───── STUDY TEXT

FMLA is an acronym that refers to the Family and Medical Leave Act, which was signed into federal law in 1993. Under the FMLA, eligible employees are allowed to take 12 weeks of unpaid, job-protected leave for certain family and medical health reasons. Taking leave under the FMLA allows for the continuation of group health insurance coverage with the same terms as if the employee had continued working.

The FMLA has a few stipulations that are important to understand if you’re considering taking leave. First, not all citizens are able to take leave. The employee must work for a covered employer, which includes all public agencies. Private agencies, on the other hand, only have to follow FMLA if there are 50 or more employees who work within 75 miles of the location.

Second, not every employee within an agency that complies with FMLA standards is eligible to take leave. Employees must have worked for an employer for at least 12 months prior to taking leave and they must have worked at least 1250 hours during the 12 months they’ve worked for the company. That translates to around 32 40-hour work weeks or 50 25-hour work weeks. The employee also has to work at a location where there are at least 50 employees within 75 miles.

──────────
───── DATASET ENTRIES

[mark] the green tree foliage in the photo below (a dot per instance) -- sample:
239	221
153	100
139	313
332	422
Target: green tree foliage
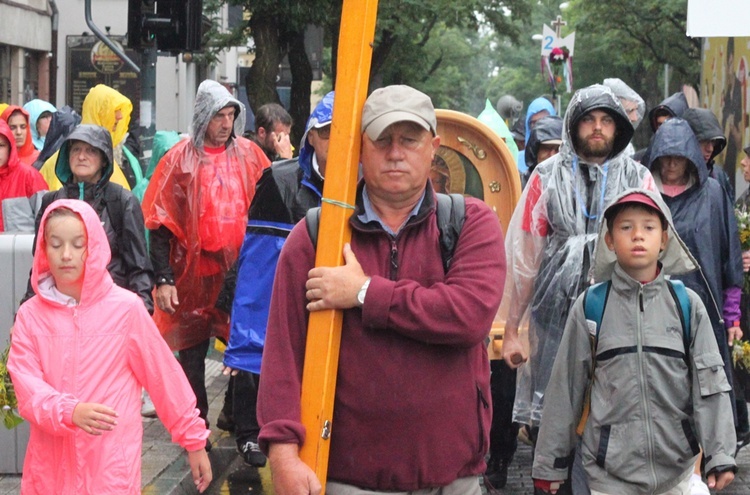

──────────

» **TASKS TO COMPLETE**
1/ In one to three sentences, explain why not every employee at an agency that follows FMLA standards can take leave, as the FMLA passage gives it.
2/ Copy the FMLA passage word for word, from "Second, not every" to "within 75 miles.".
3/ Write the next part of the FMLA passage, picking up after its last sentence.
None of the saved entries are needed.

» **ANSWER LIST**
1/ An employee must have worked for the employer for at least 12 months and for at least 1250 hours during those 12 months. The employee must also work at a location where there are at least 50 employees within 75 miles.

2/
Second, not every employee within an agency that complies with FMLA standards is eligible to take leave. Employees must have worked for an employer for at least 12 months prior to taking leave and they must have worked at least 1250 hours during the 12 months they’ve worked for the company. That translates to around 32 40-hour work weeks or 50 25-hour work weeks. The employee also has to work at a location where there are at least 50 employees within 75 miles.

3/
The last stipulation regarding the FMLA is the reason the employee is taking the leave. Employees are covered for the following reasons: birth or care of the employee’s child or placement for adoption or foster care of a child with the employee; care of an immediate family member (spouse, child, or parent); and care of the employee’s own serious health condition. Any of these reasons allow the employee to take up to 12 workweeks of leave within a 12-month period. Additionally, an employee may take up to 26 workweeks of leave during a single 12-month period to take care of a covered service member with a serious illness or injury if the employee is the spouse, child, parent, or next of kin of the service member. FMLA standards for service members are a little different.

There are a few conditions that employers are allowed under the FMLA but are not required. For example, employers are not required to seek proof or illness or injury, but they are allowed to require it of their employee. Employers may also require that you use up your paid leave before you take leave under FMLA. Check with HR at your agency to see if this is the case for you. Additionally, keep in mind that you are guaranteed a job if you take the leave, but you aren’t necessarily guaranteed the same job that you had before you took the leave. However, you are guaranteed a job with equivalent pay and benefits within the agency.

Now that you know the basic stipulations of the FMLA, talk to your HR department at your agency to find out additional information that your employer might require.